━━━━━ Information shown
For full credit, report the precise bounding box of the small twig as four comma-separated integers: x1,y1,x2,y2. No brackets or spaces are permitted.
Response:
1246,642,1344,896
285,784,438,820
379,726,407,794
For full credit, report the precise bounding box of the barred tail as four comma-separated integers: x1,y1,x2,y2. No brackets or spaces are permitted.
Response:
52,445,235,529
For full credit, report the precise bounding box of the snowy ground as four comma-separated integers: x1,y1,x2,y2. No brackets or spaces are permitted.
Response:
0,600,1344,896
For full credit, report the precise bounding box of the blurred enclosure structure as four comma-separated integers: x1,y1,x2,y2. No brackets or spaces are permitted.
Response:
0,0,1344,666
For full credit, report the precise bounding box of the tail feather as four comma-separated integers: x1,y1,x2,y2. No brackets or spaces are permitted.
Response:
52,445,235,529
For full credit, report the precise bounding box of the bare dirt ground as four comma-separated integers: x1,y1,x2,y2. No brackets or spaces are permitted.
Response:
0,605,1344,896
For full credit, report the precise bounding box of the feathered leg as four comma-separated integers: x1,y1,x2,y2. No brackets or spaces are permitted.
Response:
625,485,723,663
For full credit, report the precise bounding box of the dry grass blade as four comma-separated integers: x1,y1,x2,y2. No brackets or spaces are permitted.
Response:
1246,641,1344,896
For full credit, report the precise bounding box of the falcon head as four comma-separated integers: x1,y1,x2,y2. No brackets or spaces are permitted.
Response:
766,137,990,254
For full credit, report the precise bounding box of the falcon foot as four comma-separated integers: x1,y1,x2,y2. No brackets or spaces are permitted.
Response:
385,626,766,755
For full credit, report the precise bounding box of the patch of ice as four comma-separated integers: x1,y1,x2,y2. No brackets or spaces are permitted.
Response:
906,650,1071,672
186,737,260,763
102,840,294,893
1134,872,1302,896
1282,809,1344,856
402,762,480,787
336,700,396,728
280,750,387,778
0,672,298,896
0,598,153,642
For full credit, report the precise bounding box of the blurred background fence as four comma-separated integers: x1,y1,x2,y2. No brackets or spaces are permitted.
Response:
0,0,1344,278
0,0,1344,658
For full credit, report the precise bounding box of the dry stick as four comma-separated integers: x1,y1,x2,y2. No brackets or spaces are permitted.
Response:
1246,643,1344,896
━━━━━━━━━━
== Prompt ==
Rewrite all of the data above as a JSON list of strings, one string per line, and omit any blank lines.

== Exercise answer ==
[
  "For full credit, report the precise bounding box of the small twig as four comma-separated integers: x1,y1,x2,y2. No brackets or spaces are permitted.",
  "Response:",
  "1246,642,1344,896",
  "285,784,438,820",
  "379,726,407,794",
  "For full credit, report the precise bounding box of the barred tail as four comma-separated integers: x1,y1,x2,y2. No brackets or spaces are permitted.",
  "Response:",
  "52,445,235,529",
  "For full credit, report the precise bounding box of the snowy ground as four comma-separated integers: x1,y1,x2,y2. No brackets or spaces are permitted.",
  "Response:",
  "0,600,1344,896",
  "For full credit, report the precise bounding box of the blurred enclosure structure as four comma-separated integers: x1,y1,x2,y2. No brackets or spaces are permitted.",
  "Response:",
  "0,0,1344,666",
  "For full credit, report the precise bounding box of the tail feather as four comma-separated integers: x1,y1,x2,y2. No brackets or spaces are permitted.",
  "Response:",
  "52,445,235,529",
  "For full credit, report the precise bounding box of the bare dirt ground as four comma-separated integers: x1,y1,x2,y2. No brackets or spaces are permitted.",
  "Response:",
  "0,605,1344,896",
  "For full credit, report the precise bounding box of the feathered leg as four comma-separated integers: x1,y1,x2,y2. No brackets or spaces are permitted.",
  "Response:",
  "625,485,723,663",
  "For full credit, report the precise bounding box of the dry grass blade as four comma-separated integers: x1,y1,x2,y2. No brackets or spaces are permitted.",
  "Response:",
  "1246,641,1344,896",
  "For full credit, report the precise bounding box of the falcon head as four comma-separated integers: x1,y1,x2,y2. No brackets or spaces are permitted.",
  "Response:",
  "766,137,990,254",
  "For full credit, report the precise bounding box of the falcon foot as four comma-separated integers: x1,y1,x2,y2. No brackets or spaces are permitted.",
  "Response:",
  "385,626,766,755",
  "For full credit, report the precise bounding box of the patch of ice as four comma-separated integers: x1,y1,x2,y2. No brackets or spaces are permitted.",
  "Response:",
  "906,650,1071,672",
  "186,737,260,763",
  "102,840,294,893",
  "1134,872,1302,896",
  "1282,809,1344,856",
  "402,762,480,787",
  "336,700,396,728",
  "280,750,387,778",
  "0,672,298,896",
  "0,598,153,642",
  "For full credit, report the precise bounding box of the blurred background fence as four comma-separated integers: x1,y1,x2,y2. No brackets or spaces are permitted.",
  "Response:",
  "0,0,1344,278",
  "0,0,1344,658",
  "For full credit, report the precise bounding box of the dry stick as four comma-separated integers: x1,y1,x2,y2. No brackets or spaces are permitted.",
  "Response:",
  "1246,643,1344,896"
]